*Given records:*
--------------------
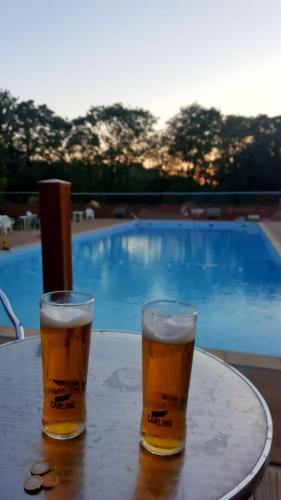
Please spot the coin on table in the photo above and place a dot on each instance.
(33, 484)
(50, 480)
(39, 468)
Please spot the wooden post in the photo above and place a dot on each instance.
(55, 220)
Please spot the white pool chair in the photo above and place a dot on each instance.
(6, 223)
(89, 213)
(8, 308)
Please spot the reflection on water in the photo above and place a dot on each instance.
(231, 276)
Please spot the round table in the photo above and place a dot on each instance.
(228, 442)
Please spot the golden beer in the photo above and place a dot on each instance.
(65, 342)
(167, 350)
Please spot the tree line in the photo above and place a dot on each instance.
(116, 148)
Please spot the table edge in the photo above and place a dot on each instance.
(249, 481)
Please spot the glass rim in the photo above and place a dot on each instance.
(190, 311)
(89, 301)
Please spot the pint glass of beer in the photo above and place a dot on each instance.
(168, 335)
(65, 320)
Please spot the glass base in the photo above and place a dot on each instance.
(161, 451)
(63, 436)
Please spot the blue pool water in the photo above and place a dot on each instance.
(229, 272)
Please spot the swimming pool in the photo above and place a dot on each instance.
(228, 271)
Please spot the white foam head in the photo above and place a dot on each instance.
(64, 317)
(168, 329)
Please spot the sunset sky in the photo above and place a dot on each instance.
(156, 54)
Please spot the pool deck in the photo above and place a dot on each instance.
(263, 371)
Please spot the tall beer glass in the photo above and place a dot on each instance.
(168, 335)
(65, 319)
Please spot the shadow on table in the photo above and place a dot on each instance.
(158, 476)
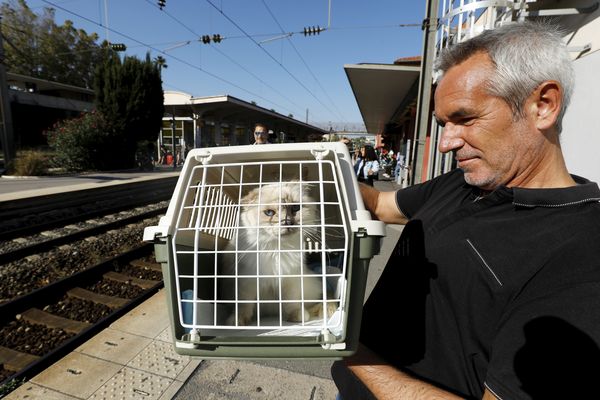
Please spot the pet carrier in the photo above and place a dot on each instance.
(265, 251)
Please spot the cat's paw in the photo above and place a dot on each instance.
(242, 320)
(297, 314)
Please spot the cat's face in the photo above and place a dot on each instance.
(279, 209)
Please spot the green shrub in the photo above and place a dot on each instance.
(83, 143)
(30, 162)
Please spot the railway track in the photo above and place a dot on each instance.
(65, 278)
(40, 327)
(16, 248)
(36, 214)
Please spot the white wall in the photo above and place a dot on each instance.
(581, 125)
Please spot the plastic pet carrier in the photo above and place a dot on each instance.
(265, 250)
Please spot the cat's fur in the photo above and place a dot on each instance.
(271, 243)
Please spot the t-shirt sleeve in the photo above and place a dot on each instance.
(548, 347)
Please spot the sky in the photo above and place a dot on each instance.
(263, 57)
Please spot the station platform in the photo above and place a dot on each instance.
(133, 358)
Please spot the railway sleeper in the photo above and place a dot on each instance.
(145, 264)
(15, 361)
(110, 301)
(122, 278)
(37, 316)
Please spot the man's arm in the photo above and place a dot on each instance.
(382, 205)
(386, 382)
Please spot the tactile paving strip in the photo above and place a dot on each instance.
(159, 358)
(130, 383)
(165, 336)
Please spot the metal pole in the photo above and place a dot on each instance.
(7, 137)
(425, 81)
(173, 140)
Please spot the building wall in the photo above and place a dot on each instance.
(581, 134)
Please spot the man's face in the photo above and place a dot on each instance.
(491, 145)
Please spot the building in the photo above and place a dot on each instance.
(193, 122)
(396, 99)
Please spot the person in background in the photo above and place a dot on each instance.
(367, 166)
(261, 134)
(495, 280)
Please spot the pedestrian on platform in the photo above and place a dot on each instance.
(493, 290)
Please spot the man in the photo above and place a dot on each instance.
(261, 134)
(495, 281)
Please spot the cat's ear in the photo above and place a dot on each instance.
(251, 197)
(305, 173)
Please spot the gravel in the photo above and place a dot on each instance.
(22, 276)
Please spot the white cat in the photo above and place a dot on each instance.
(275, 221)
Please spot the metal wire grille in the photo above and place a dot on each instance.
(262, 247)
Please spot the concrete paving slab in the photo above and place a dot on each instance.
(31, 391)
(114, 345)
(159, 358)
(132, 384)
(240, 380)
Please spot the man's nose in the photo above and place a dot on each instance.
(451, 138)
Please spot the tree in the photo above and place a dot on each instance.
(129, 95)
(36, 46)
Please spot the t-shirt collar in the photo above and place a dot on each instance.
(584, 192)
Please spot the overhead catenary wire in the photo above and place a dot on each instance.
(339, 114)
(165, 54)
(228, 57)
(270, 56)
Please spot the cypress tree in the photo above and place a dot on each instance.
(129, 95)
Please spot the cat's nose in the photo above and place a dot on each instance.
(287, 221)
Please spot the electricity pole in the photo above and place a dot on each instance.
(7, 137)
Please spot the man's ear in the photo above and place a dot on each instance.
(548, 102)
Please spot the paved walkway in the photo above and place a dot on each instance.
(134, 359)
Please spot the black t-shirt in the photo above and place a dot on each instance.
(482, 287)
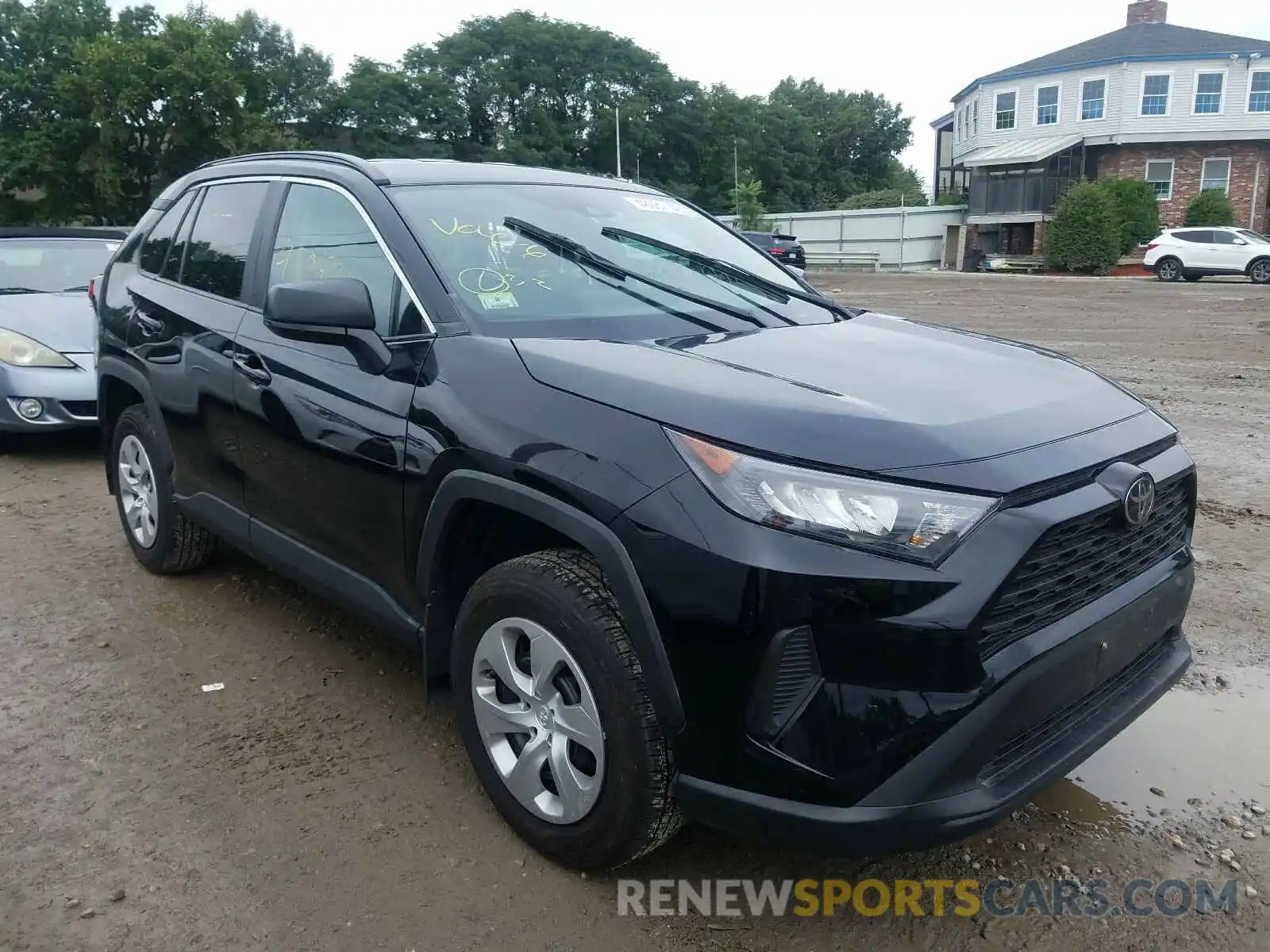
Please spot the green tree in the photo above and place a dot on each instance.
(99, 112)
(1210, 209)
(1137, 207)
(1085, 234)
(747, 205)
(887, 198)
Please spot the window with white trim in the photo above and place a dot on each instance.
(1047, 106)
(1155, 93)
(1210, 93)
(1259, 97)
(1216, 175)
(1160, 175)
(1006, 109)
(1094, 98)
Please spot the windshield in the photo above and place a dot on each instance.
(36, 266)
(514, 285)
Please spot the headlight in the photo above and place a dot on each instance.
(23, 352)
(907, 522)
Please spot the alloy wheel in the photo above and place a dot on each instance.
(137, 492)
(537, 719)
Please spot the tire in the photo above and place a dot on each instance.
(629, 810)
(175, 545)
(1168, 270)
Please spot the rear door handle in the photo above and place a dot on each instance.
(149, 325)
(249, 366)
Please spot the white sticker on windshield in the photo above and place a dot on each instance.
(497, 301)
(657, 205)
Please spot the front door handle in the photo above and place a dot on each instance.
(249, 366)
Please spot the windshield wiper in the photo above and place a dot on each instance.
(579, 253)
(734, 272)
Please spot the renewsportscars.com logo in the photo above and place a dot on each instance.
(937, 898)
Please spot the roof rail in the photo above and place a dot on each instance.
(348, 162)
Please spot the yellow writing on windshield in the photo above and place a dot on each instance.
(487, 281)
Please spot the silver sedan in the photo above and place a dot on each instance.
(48, 325)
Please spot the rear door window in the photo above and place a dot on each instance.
(154, 251)
(219, 243)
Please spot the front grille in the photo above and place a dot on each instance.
(1081, 560)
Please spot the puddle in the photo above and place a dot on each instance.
(1189, 744)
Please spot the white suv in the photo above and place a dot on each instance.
(1197, 253)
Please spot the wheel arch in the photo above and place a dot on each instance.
(120, 386)
(559, 518)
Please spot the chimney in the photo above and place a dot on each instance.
(1149, 12)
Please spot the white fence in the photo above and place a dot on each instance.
(906, 239)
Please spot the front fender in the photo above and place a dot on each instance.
(590, 533)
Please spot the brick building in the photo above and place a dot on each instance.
(1183, 108)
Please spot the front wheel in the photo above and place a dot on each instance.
(162, 539)
(1168, 270)
(556, 714)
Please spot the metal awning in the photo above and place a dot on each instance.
(1022, 152)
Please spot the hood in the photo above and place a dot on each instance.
(872, 393)
(63, 321)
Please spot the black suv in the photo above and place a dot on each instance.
(784, 248)
(689, 539)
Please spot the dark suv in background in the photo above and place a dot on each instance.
(689, 539)
(784, 248)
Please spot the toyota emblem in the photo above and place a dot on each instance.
(1140, 501)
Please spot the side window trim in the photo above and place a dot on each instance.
(175, 232)
(429, 328)
(192, 217)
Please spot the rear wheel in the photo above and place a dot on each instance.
(162, 539)
(1168, 270)
(556, 714)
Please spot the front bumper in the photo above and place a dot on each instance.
(988, 763)
(69, 395)
(829, 692)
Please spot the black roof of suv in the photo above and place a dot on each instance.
(664, 516)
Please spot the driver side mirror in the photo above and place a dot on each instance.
(330, 304)
(333, 311)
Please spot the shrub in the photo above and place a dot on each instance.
(1138, 209)
(1210, 209)
(886, 198)
(1085, 234)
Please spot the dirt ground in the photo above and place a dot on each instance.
(318, 803)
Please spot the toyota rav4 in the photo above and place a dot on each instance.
(689, 539)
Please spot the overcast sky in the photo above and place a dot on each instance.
(914, 52)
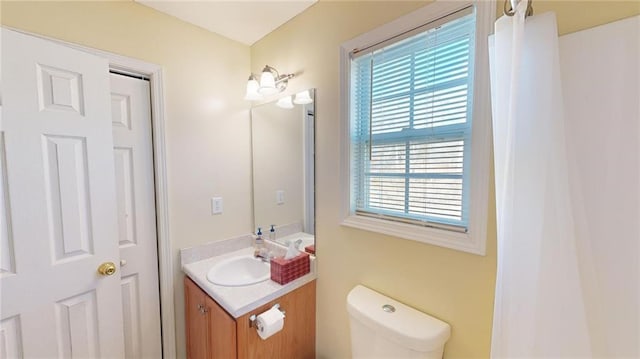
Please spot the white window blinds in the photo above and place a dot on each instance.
(411, 105)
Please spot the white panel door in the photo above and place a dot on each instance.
(133, 158)
(59, 215)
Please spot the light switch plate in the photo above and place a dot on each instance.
(216, 205)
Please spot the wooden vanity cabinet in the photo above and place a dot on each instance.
(213, 333)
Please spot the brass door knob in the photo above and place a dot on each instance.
(107, 268)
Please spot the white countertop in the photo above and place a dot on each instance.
(238, 301)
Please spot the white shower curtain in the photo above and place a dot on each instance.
(539, 309)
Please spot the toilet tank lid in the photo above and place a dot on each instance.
(406, 326)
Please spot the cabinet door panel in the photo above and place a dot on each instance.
(295, 340)
(222, 331)
(196, 321)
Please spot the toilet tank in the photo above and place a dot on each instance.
(384, 328)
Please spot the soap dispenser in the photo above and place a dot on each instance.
(258, 245)
(272, 234)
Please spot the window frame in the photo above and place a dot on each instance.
(474, 239)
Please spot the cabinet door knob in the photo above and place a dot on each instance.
(202, 309)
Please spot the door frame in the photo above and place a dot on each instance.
(154, 73)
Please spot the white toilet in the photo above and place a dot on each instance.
(384, 328)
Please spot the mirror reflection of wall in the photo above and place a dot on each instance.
(283, 171)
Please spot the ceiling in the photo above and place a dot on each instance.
(246, 21)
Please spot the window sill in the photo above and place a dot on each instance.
(464, 242)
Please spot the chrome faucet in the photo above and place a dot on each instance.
(263, 254)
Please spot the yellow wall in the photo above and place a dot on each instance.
(207, 122)
(454, 286)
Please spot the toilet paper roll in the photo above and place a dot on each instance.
(270, 322)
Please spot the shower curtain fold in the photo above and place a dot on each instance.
(539, 307)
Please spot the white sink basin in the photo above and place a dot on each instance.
(239, 271)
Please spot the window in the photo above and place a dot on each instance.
(412, 131)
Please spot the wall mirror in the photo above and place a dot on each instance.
(283, 145)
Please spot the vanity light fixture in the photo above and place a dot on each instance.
(285, 103)
(302, 98)
(271, 82)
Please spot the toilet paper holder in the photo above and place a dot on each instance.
(252, 319)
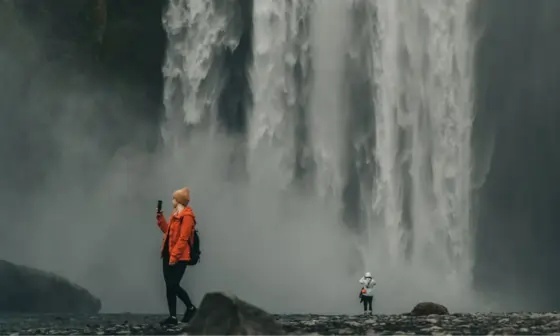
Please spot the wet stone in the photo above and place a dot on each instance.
(455, 324)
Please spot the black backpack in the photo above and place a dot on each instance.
(195, 249)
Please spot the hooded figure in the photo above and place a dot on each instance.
(175, 253)
(366, 294)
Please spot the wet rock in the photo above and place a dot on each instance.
(28, 290)
(429, 308)
(223, 314)
(301, 324)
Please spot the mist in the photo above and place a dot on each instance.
(84, 162)
(81, 181)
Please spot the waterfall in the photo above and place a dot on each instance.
(370, 98)
(424, 117)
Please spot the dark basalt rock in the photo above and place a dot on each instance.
(223, 314)
(429, 308)
(28, 290)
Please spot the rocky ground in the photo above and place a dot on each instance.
(455, 324)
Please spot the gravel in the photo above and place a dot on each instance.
(455, 324)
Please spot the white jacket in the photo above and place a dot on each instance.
(368, 284)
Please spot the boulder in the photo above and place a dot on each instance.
(429, 308)
(28, 290)
(224, 314)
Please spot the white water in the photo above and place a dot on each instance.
(423, 114)
(431, 100)
(271, 131)
(328, 111)
(196, 30)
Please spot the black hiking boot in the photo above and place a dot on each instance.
(189, 314)
(171, 320)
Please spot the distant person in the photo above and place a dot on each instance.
(366, 294)
(176, 253)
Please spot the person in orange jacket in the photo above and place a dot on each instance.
(175, 252)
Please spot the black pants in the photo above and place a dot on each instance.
(172, 276)
(367, 301)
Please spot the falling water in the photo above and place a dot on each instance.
(377, 91)
(424, 116)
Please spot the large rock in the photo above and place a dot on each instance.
(28, 290)
(223, 314)
(429, 308)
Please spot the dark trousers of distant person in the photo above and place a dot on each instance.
(172, 274)
(367, 301)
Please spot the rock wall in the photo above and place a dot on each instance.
(28, 290)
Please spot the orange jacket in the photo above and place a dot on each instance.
(180, 229)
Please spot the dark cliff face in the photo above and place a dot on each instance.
(113, 50)
(516, 139)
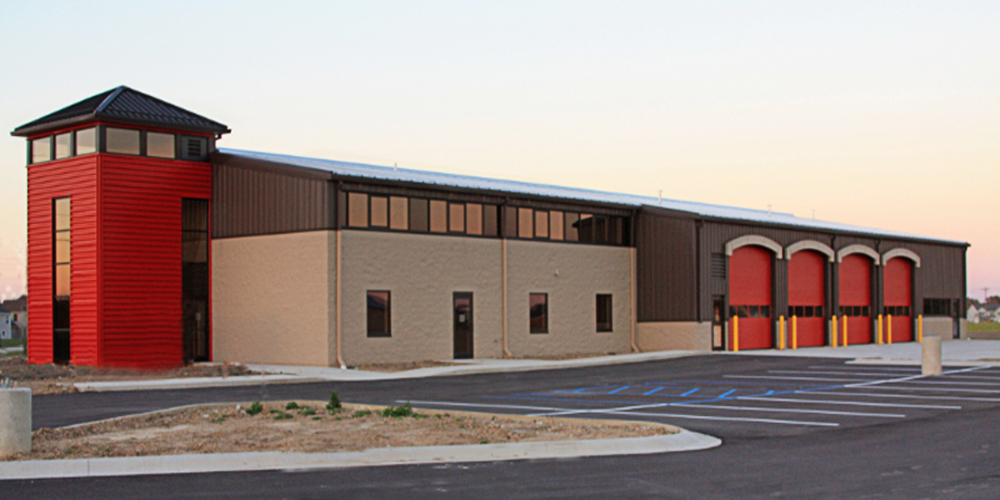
--------------------
Locate each line in the entries above that contains the word "side", and copy every such line out in full. Case counts, so a match must have the same capital and lowercase letters.

*Solution for this task:*
Please spot the side window trim in the photo above and place a dot on each instance.
Please spot the driver side mirror in the photo above and place a dot on each instance.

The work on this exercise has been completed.